Task item: Copy each line of the entries that contains the word "below".

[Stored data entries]

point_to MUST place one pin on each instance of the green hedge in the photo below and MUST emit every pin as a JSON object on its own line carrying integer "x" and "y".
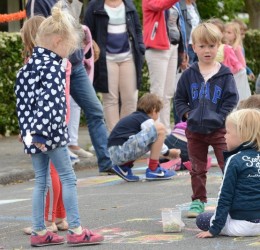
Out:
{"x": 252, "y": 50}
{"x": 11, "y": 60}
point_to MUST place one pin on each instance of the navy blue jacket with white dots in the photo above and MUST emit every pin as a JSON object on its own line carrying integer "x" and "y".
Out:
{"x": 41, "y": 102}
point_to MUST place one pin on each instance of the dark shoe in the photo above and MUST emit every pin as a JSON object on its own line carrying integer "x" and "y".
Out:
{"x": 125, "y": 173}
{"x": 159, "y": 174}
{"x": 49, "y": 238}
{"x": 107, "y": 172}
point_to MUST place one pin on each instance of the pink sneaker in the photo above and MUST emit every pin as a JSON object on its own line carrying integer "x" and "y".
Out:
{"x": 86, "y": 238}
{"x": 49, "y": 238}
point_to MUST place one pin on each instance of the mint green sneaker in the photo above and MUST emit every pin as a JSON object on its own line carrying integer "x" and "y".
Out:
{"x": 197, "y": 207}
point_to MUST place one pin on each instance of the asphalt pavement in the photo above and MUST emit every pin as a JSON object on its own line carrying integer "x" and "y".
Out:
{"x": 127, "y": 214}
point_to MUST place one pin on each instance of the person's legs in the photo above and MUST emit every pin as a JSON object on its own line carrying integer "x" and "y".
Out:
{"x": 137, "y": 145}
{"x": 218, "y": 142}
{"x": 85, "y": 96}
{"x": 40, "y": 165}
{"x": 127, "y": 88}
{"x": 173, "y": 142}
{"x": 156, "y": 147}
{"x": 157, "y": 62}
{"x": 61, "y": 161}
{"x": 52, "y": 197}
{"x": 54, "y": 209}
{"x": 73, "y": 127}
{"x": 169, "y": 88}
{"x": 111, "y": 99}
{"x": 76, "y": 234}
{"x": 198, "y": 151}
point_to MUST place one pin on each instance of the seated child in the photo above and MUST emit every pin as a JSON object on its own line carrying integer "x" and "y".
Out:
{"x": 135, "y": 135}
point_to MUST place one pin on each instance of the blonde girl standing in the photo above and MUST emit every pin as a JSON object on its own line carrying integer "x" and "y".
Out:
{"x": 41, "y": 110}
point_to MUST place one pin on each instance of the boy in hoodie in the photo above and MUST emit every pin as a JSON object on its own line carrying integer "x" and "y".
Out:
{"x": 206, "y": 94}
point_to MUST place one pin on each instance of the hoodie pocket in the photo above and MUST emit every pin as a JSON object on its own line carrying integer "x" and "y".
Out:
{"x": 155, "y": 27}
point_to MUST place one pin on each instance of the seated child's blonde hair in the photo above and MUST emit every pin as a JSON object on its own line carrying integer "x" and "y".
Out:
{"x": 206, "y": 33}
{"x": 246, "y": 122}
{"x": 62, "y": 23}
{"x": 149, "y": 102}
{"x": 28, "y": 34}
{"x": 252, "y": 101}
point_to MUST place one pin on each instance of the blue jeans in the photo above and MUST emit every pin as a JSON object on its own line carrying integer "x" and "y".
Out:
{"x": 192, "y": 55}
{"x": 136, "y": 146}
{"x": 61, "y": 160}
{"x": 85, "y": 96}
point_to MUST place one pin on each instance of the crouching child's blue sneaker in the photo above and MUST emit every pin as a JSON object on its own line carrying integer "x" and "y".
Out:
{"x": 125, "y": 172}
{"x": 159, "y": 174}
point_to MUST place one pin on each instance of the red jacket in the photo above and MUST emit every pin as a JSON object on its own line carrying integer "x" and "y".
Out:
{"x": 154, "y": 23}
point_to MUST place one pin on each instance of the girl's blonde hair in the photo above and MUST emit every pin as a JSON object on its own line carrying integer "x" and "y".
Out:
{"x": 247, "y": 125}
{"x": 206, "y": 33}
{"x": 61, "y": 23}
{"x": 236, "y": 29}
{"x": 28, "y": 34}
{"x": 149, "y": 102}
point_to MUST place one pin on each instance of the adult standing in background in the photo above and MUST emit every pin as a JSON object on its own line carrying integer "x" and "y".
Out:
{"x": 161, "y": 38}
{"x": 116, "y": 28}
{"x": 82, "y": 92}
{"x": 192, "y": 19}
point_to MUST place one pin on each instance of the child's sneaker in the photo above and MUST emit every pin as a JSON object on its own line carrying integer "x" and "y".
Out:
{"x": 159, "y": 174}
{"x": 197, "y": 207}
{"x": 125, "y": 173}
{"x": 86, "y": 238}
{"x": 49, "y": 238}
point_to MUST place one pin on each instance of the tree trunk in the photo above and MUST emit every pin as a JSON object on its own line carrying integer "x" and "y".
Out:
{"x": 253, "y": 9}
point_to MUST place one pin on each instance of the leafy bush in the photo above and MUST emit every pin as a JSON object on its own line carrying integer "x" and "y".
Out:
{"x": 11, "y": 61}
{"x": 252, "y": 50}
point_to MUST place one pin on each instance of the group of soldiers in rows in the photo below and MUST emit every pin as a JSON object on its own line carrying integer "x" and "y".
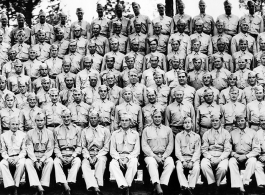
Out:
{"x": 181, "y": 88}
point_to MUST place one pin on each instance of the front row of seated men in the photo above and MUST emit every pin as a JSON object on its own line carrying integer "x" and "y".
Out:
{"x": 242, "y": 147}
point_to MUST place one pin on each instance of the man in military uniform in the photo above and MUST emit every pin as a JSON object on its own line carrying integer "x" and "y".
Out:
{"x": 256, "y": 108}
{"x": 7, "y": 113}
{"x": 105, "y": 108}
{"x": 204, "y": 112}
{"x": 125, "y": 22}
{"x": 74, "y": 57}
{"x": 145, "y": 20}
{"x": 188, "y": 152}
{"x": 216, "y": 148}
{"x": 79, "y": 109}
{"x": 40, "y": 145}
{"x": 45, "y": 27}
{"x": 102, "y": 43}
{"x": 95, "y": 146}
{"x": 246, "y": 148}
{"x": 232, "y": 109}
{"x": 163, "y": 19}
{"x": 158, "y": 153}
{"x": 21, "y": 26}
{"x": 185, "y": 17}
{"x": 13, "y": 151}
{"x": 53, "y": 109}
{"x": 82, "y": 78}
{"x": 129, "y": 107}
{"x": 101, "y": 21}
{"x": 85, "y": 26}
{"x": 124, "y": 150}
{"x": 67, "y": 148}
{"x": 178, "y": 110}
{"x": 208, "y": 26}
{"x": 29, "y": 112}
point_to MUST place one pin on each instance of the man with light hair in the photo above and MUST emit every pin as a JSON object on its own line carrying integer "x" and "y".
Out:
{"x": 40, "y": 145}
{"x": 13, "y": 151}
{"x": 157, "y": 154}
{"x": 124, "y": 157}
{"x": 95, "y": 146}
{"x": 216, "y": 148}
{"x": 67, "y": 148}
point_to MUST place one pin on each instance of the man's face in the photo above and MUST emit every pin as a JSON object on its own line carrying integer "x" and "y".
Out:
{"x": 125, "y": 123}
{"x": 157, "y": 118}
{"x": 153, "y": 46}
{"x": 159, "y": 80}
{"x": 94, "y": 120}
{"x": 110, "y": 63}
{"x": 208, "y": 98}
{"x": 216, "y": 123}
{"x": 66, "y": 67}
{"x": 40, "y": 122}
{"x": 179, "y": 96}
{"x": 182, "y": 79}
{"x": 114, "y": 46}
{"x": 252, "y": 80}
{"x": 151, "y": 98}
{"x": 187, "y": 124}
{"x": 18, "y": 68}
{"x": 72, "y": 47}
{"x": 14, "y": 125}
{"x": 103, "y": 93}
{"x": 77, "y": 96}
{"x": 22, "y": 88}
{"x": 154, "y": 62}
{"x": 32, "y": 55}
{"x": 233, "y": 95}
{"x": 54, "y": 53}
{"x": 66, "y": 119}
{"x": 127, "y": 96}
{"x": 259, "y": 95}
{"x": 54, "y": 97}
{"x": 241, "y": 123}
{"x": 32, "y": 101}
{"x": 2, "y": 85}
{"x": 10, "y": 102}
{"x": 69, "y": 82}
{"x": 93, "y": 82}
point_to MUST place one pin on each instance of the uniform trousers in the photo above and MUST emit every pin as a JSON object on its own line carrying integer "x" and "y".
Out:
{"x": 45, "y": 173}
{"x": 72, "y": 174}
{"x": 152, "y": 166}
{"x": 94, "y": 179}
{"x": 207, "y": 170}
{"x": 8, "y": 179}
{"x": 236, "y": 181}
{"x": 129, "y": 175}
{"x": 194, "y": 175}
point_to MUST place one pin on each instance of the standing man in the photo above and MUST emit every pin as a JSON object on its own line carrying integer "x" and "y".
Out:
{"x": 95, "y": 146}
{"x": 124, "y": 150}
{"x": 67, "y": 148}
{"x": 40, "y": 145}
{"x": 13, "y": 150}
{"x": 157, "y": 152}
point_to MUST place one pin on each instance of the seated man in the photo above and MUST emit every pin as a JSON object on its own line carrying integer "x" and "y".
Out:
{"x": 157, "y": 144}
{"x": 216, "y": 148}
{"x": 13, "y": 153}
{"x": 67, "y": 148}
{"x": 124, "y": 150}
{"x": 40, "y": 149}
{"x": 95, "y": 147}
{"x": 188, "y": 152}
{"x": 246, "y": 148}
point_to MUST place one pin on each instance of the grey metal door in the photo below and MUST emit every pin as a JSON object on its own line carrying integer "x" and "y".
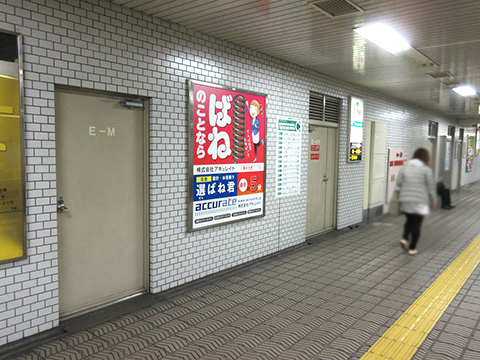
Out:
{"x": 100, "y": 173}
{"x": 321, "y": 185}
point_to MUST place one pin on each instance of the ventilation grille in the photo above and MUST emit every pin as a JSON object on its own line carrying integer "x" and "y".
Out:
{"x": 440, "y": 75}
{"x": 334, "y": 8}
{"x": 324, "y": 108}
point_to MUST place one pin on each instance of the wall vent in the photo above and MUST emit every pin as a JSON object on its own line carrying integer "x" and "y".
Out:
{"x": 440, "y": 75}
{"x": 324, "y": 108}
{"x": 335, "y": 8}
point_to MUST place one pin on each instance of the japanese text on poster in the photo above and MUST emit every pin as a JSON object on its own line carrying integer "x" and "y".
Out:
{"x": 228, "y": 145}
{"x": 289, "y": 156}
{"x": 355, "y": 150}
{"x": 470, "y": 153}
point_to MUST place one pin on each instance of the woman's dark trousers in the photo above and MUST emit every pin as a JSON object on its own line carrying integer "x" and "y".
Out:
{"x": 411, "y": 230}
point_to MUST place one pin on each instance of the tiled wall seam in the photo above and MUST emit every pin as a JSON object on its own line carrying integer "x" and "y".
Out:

Response to this exercise:
point_to MUST place one pin on each instance of the green hedge in the photo below and MUST emit every pin as a JSON object on its own line carrying integer "x" and "y".
point_to MUST place one pin on each instance of the group of soldiers in rows in the photo below and MUST emit every pin as a JSON object on its own line carrying integer "x" and "y".
point_to MUST place one pin on each instance of the grey metal door in the photo below and MUST emit every pin as a JSON object on its own line carrying integer "x" and "y".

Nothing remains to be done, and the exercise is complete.